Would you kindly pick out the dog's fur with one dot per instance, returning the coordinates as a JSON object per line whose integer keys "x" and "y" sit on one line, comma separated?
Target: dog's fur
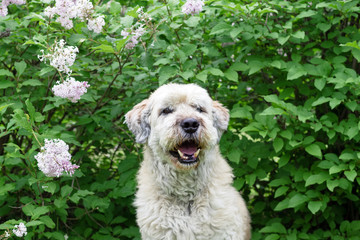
{"x": 176, "y": 200}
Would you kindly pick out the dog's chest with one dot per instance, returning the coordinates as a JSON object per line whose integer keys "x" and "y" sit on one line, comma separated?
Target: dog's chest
{"x": 194, "y": 219}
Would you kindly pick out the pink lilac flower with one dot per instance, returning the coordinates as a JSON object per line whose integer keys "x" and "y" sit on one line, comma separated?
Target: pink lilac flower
{"x": 135, "y": 35}
{"x": 54, "y": 158}
{"x": 20, "y": 230}
{"x": 66, "y": 9}
{"x": 61, "y": 57}
{"x": 5, "y": 3}
{"x": 70, "y": 89}
{"x": 192, "y": 7}
{"x": 96, "y": 24}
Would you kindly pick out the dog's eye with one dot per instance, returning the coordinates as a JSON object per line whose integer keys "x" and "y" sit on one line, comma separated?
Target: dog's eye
{"x": 167, "y": 111}
{"x": 200, "y": 109}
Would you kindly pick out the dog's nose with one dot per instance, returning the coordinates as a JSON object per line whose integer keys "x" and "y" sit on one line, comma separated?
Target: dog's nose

━━━━━━━━━━━━━━━━━━━━

**EXERCISE BRIEF**.
Write the data above out again exactly, every line of it, and exclude the pictures.

**SOLVED PROBLEM**.
Would you kindly pick out the dog's fur with one dot per instance, returning the coordinates as a JSON object per line whose integer keys "x" and "y" sit on one line, comma separated?
Target: dog's fur
{"x": 176, "y": 200}
Would you kindly pick out the dog's chest with one dot per instance, returning the coordinates as a JSON object per line whose integer keys "x" and "y" sit on one line, comma separated?
Target: dog's chest
{"x": 194, "y": 219}
Would you kindly pick out the pink lilac flower with one dot per instance, returning the coordinates as a JSON object per line whose integer keys "x" and "y" sit on one line, comma separated?
Target: pink lilac flower
{"x": 135, "y": 35}
{"x": 54, "y": 158}
{"x": 20, "y": 230}
{"x": 66, "y": 9}
{"x": 61, "y": 57}
{"x": 5, "y": 3}
{"x": 70, "y": 89}
{"x": 192, "y": 7}
{"x": 96, "y": 24}
Would you kindly pick out the dog's eye with one dot per instance, returning the coordinates as a JSON object per line whose integer keys "x" and "y" sit on one line, comma separated?
Target: dog's eye
{"x": 167, "y": 111}
{"x": 200, "y": 109}
Would you kindly pick out the dog's nose with one dot per instance, returning the coordinates as a JSON object per line whose integer keys "x" and "y" sit on one line, comma separated?
Target: dog's nose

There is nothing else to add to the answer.